>> START TEXT SEGMENT

Thursday, February 1, 2024

The One in Charge

 

Graphic of the words


“For the Lord is our judge, the Lord is our lawgiver…”
—Isaiah 33:22

So often, even though we may give ascent to the fact that God is our Savior, Lord, and King, we continually act as if we are still in charge of our own lives. Recently, I commented on another individual’s blog post as follows:

If we totally surrender to God’s will and let go of everything we previously relied on to prop us up, God will open up a new way for us. The problem I have had in doing that over the last nearly 26 years of poor health is that I want to be just like I was before I got sick. It has taken me a very long time to realize that God was all along opening up a new paradigm of life for me. Once I let go of everything from my past, only then did I begin to see the new thing God had wanted me to do all along. I cannot presume to tell anyone else what to do. I can only share what I’ve learned along a painful pathway.

Much earlier, along the pathway of this new journey, I would have been much better off to say to God, “Okay! The old is gone. What have you placed me here to do?” When a totally new thing appeared, I should have joyfully embraced it, instead of grudgingly compared the new with my old and seemingly “better” life.

>> END TEXT SEGMENT
>> START COLLECTED DATA

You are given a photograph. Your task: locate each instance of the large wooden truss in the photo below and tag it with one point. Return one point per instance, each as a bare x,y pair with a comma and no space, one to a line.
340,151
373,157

>> END COLLECTED DATA

# GIVEN PROBLEM
Answer these questions about the devotional post:
1. Which Bible verse is quoted at the top?
2. How many years of poor health does the writer mention?
3. What does the writer say should have been done when a totally new thing appeared?

# SOLUTION
1. Isaiah 33:22
2. Nearly 26 years
3. It should have been joyfully embraced instead of grudgingly compared with the old and seemingly "better" life.